Istruzioni:
A. Nella discussione, quale verbo matoupaschat consiglia a La Marchesa di non usare?
B. Per favore, riscrivi il passo della discussione cominciando da "Scusate, sono io" e proseguendo fino a "di Massenzio ecc...", sostituendo "Ciao" con "Salve".

Estratto:
# Pieux roman



## La Marchesa

Ciao a tutti, 
qualcuno potrebbe aiutarmi a tradurre in modo comprensibile il seguente passaggio? Ho molti dubbi a riguardo. 

"Le peintre place, en effet, ici, selon la coutume, les signes qui rappellent les épisodes de la courte vie de la sainte telle que la conte un pieux roman du IX siècle, à savoir le livre de la grande science dont elle fait preuve, durant la persécution de Maxence, en réfutant victorieusement les arguments des cinquante philosophes d'Alexandrie, les instruments de son martyre et les anges qui vont transporter son corps au Sinaï." 

In effetti qui il pittore rappresenta, secondo le usanze, i segni che ricordano gli episodi delle breve vita della santa così come la racconta un romanzo sacro del IX secolo, il libro della scienza in cui dà prova, durante la persecuzione di Massenzio, smentendo con successo gli argomenti dei cinquanta filosofi di Alessandria, (come ad esempio) gli strumenti del suo martirio e gli angeli che trasporteranno il suo corpo al Sinai. 

Scusate, sono io che non capisco e non riesco a tradurre oppure manca qualcosa? 

Grazie mille a tutti


----------



## matoupaschat

Ciao Marchesa, 
Penso che tu non debba usare il verbo "rappresentare". Io capisco: "Le peintre place les signes (...)durant la persécution...", cioè attribuisce a questi segni il periodo temporale della persecuzione di Massenzio ecc...


----------



## Yulan

Ciao La Marchesa e bonjour cher Matou ! 

Potrebbe essere: "Infatti, come vuole la tradizione, il pittore pone qui i segni (segni distintivi, simboli, emblemi) che ricordano la breve vita della santa [.........] gli strumenti del suo martirio e gli angeli che trasporteranno il suo corpo sul Monte Sinai". 

Si tratta di Santa Caterina d'Alessandria?


----------



## matoupaschat

Ciao Yulan, biz!
Hai ragione, dimenticavo che si tratta di una pittura.


----------



## Yulan

Grazie mille, Matou, per la conferma ! 
Biz à toi et bonne fin de semaine!


----------



## La Marchesa

Bentrovati ad entrambi!
Va bene come traduzione Yulan. Purtroppo le parole mi hanno mandato in crisi e non ho badato a cogliere il senso  
Grazie ancora


----------

Dati forniti:
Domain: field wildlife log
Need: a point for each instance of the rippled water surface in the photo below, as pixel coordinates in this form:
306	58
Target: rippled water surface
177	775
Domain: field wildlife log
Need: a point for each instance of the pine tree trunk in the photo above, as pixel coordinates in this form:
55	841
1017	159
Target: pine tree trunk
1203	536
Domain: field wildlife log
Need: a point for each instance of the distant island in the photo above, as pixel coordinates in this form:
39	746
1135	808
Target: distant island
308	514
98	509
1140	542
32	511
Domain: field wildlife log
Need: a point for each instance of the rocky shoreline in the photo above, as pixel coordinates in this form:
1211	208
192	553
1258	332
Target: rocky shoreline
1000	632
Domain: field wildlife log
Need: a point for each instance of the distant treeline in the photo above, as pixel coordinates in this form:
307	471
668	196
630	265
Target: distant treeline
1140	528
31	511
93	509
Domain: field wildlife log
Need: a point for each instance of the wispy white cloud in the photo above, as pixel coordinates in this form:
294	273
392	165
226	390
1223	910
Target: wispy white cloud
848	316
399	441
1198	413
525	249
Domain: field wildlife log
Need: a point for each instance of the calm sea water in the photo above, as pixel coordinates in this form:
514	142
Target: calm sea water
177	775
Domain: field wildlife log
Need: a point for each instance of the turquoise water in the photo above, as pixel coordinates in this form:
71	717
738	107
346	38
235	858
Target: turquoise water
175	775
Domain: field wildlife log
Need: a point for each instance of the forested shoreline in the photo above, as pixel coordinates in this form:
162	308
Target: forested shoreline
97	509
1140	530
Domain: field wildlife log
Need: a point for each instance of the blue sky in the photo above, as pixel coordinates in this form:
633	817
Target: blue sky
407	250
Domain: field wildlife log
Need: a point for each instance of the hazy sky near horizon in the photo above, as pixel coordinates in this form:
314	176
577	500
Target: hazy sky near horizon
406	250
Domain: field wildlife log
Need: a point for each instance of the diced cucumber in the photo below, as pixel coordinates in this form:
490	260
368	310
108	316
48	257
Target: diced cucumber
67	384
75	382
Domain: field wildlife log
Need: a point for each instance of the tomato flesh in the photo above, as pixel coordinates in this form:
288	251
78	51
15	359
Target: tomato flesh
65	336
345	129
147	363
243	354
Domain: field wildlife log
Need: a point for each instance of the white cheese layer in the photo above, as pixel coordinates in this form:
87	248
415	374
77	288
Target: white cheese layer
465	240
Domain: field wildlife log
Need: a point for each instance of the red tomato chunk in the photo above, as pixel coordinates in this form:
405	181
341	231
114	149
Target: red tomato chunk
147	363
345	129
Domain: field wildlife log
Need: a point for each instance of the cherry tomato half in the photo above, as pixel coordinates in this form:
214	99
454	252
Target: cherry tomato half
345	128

Risposte ai compiti:
A. Il verbo "rappresentare".

B.
Scusate, sono io che non capisco e non riesco a tradurre oppure manca qualcosa? 

Grazie mille a tutti


----------



## matoupaschat

Salve Marchesa, 
Penso che tu non debba usare il verbo "rappresentare". Io capisco: "Le peintre place les signes (...)durant la persécution...", cioè attribuisce a questi segni il periodo temporale della persecuzione di Massenzio ecc...